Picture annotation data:
+ + +
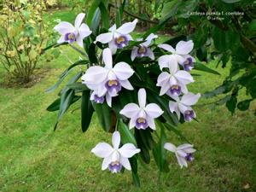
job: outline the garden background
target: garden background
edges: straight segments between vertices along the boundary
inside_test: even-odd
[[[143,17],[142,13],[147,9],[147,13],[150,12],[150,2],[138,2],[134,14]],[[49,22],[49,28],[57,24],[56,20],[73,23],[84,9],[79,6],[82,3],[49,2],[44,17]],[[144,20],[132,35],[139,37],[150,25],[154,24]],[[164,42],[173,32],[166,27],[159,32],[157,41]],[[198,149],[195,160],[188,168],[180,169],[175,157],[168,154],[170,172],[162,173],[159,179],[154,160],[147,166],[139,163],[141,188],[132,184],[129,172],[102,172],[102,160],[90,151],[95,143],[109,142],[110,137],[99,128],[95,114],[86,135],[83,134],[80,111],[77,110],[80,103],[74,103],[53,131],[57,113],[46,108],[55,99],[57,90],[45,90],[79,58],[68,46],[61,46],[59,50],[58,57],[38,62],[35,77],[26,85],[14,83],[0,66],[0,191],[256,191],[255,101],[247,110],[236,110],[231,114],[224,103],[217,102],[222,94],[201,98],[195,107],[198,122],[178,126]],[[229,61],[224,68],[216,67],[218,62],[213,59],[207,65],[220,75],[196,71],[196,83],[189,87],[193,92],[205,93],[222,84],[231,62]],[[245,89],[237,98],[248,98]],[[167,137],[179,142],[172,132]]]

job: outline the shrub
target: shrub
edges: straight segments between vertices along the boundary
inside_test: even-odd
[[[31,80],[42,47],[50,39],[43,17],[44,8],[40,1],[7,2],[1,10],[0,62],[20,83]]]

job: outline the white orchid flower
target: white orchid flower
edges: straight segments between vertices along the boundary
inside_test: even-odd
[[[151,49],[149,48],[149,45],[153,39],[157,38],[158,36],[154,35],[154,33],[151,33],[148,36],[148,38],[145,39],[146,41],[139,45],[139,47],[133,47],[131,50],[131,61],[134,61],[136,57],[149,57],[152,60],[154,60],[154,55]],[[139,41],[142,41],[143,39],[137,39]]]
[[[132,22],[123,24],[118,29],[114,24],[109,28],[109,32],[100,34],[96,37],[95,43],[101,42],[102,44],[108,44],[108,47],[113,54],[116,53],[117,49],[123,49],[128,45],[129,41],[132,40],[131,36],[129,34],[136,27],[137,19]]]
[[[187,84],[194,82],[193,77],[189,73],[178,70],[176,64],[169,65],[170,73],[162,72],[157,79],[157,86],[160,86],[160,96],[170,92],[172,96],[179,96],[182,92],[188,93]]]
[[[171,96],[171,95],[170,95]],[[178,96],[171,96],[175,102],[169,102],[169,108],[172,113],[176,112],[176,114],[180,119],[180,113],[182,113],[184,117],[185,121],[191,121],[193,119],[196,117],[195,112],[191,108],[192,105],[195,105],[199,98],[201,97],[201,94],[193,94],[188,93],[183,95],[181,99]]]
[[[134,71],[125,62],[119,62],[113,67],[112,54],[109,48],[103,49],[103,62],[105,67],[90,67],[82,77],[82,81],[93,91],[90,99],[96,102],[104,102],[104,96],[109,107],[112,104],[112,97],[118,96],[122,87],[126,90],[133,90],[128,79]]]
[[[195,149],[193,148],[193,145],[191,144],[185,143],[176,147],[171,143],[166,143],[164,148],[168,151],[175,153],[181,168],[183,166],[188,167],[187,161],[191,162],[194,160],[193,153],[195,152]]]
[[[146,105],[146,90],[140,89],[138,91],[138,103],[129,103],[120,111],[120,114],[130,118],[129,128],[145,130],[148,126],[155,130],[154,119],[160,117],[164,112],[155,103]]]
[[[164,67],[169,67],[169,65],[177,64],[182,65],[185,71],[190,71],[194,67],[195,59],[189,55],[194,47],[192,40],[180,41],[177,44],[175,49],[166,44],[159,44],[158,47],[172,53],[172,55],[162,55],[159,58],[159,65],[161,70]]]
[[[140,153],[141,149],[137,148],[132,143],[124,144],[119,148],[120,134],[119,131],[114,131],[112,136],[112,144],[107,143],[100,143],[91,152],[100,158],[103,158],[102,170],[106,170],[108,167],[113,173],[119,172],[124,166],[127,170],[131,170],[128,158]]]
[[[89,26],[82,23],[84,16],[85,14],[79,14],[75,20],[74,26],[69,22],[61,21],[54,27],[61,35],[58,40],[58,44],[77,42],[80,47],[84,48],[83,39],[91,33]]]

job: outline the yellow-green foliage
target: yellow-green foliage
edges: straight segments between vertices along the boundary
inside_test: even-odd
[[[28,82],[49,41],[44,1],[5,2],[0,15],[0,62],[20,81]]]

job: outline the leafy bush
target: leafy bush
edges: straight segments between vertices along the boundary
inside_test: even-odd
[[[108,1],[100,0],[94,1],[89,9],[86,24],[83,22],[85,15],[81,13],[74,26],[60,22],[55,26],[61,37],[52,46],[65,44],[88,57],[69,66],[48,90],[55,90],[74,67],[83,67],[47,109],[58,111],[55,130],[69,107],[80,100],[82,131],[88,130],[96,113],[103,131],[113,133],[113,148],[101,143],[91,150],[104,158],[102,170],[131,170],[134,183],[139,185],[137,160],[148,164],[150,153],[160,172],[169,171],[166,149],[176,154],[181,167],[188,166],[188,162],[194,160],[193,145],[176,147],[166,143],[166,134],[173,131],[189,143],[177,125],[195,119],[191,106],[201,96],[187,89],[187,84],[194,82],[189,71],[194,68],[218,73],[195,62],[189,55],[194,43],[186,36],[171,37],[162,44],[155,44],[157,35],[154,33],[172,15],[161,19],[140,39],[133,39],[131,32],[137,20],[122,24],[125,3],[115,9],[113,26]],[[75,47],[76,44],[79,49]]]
+ + +
■ **STATED TASK**
Rewrite the data above, changing each "outline" to "trace" and keeping everything else identical. Omit the pictures from your answer.

■ **RESULT FOR THIS TASK**
job: trace the garden background
target: garden background
edges: straight segments between vertices along the boundary
inside_test: even-odd
[[[143,17],[142,13],[147,9],[147,13],[150,12],[150,2],[138,2],[134,14]],[[49,22],[49,28],[57,24],[56,20],[73,23],[84,9],[79,6],[82,3],[49,2],[44,17]],[[144,20],[132,35],[139,37],[150,25],[154,24]],[[164,42],[173,32],[166,27],[159,32],[157,41]],[[198,149],[195,160],[188,168],[180,169],[175,157],[168,154],[170,172],[162,173],[159,179],[154,160],[147,166],[139,163],[141,188],[132,184],[129,172],[102,172],[102,160],[90,151],[95,143],[109,142],[110,137],[99,128],[95,114],[86,135],[83,134],[80,111],[77,110],[80,103],[74,103],[53,131],[57,113],[46,108],[55,99],[57,90],[45,90],[79,58],[68,46],[61,46],[59,50],[58,57],[38,62],[35,77],[26,85],[14,83],[0,66],[0,191],[256,191],[255,101],[247,110],[236,110],[231,114],[224,103],[217,102],[222,94],[201,98],[195,107],[198,122],[178,126]],[[229,61],[224,68],[216,67],[218,62],[213,59],[207,65],[220,75],[196,71],[196,83],[189,87],[193,92],[205,93],[222,84],[231,62]],[[245,89],[237,98],[248,98]],[[167,137],[179,142],[172,132]]]

job: trace the shrub
target: shrub
edges: straight segments between vertices along the boundary
inside_test: even-odd
[[[31,80],[42,47],[50,39],[43,17],[44,8],[40,1],[7,2],[1,10],[0,62],[20,83]]]

job: trace the white orchid flower
target: white orchid flower
edges: straight segments between vertices along the boundary
inside_test: even-odd
[[[151,49],[149,48],[149,45],[153,39],[157,38],[158,36],[154,35],[154,33],[151,33],[148,36],[148,38],[145,39],[146,41],[139,45],[139,47],[133,47],[131,50],[131,61],[134,61],[136,57],[149,57],[152,60],[154,60],[154,55]],[[139,41],[142,41],[143,39],[137,39]]]
[[[132,22],[123,24],[118,29],[114,24],[109,28],[109,32],[100,34],[96,37],[95,43],[101,42],[102,44],[108,44],[108,47],[113,54],[116,53],[117,49],[123,49],[128,45],[129,41],[132,40],[131,36],[129,34],[136,27],[137,19]]]
[[[187,84],[194,82],[193,77],[189,73],[178,70],[176,64],[169,65],[170,73],[162,72],[157,79],[157,86],[160,86],[160,96],[170,92],[172,96],[179,96],[182,92],[188,93]]]
[[[171,96],[171,95],[170,95]],[[178,96],[171,96],[175,102],[169,102],[169,108],[172,113],[176,112],[176,114],[180,119],[180,113],[182,113],[184,117],[185,121],[191,121],[193,119],[196,117],[195,112],[191,108],[192,105],[195,105],[199,98],[201,97],[201,94],[193,94],[188,93],[183,95],[181,99]]]
[[[134,71],[125,62],[119,62],[113,67],[112,54],[109,48],[103,49],[103,62],[105,67],[90,67],[82,77],[82,81],[93,91],[90,99],[96,102],[104,102],[104,96],[109,107],[112,104],[112,97],[118,96],[122,87],[126,90],[133,90],[128,79]]]
[[[195,149],[193,148],[193,145],[191,144],[185,143],[176,147],[171,143],[166,143],[164,148],[168,151],[175,153],[181,168],[183,166],[188,167],[187,161],[191,162],[194,160],[193,153],[195,152]]]
[[[146,105],[146,90],[140,89],[138,91],[138,103],[129,103],[120,111],[120,114],[130,118],[129,128],[145,130],[148,126],[155,130],[154,119],[160,117],[164,112],[155,103]]]
[[[164,67],[169,67],[169,65],[177,64],[182,65],[185,71],[190,71],[194,67],[195,59],[189,55],[194,47],[192,40],[180,41],[177,44],[175,49],[166,44],[159,44],[158,47],[172,53],[172,55],[162,55],[159,58],[159,65],[161,70]]]
[[[140,153],[141,149],[137,148],[132,143],[124,144],[119,148],[120,134],[119,131],[114,131],[112,136],[112,144],[107,143],[100,143],[91,152],[100,158],[103,158],[102,170],[106,170],[108,167],[113,173],[119,172],[124,166],[127,170],[131,170],[128,158]]]
[[[89,26],[82,23],[84,16],[85,14],[79,14],[75,20],[74,26],[69,22],[61,21],[54,27],[61,35],[58,40],[58,44],[77,42],[80,47],[84,48],[83,39],[91,33]]]

job: trace the yellow-green foliage
target: yellow-green foliage
edges: straight segments between vertices along the boundary
inside_test: even-odd
[[[28,82],[49,41],[44,1],[5,2],[0,15],[0,62],[20,81]]]

job: trace the leafy bush
target: leafy bush
edges: straight segments between vertices along the boundary
inside_test: even-odd
[[[108,1],[100,0],[94,1],[89,9],[86,24],[83,22],[85,15],[81,13],[74,26],[60,22],[55,26],[61,37],[52,46],[65,44],[88,57],[69,66],[48,90],[55,90],[74,67],[83,67],[47,109],[58,111],[55,130],[69,107],[80,100],[82,131],[88,130],[96,113],[103,131],[113,133],[113,148],[101,143],[91,150],[104,158],[102,170],[131,170],[134,183],[139,185],[137,160],[148,164],[150,153],[160,172],[169,171],[166,149],[176,154],[181,167],[188,166],[188,162],[194,160],[193,145],[176,147],[166,143],[166,134],[173,131],[189,143],[177,125],[195,119],[191,106],[201,96],[187,89],[187,84],[194,82],[189,71],[194,68],[218,73],[195,62],[189,55],[194,43],[186,36],[171,37],[162,44],[155,44],[157,35],[154,33],[172,15],[161,19],[140,39],[133,39],[131,32],[137,20],[122,24],[125,3],[115,9],[113,26]],[[75,47],[76,44],[79,49]]]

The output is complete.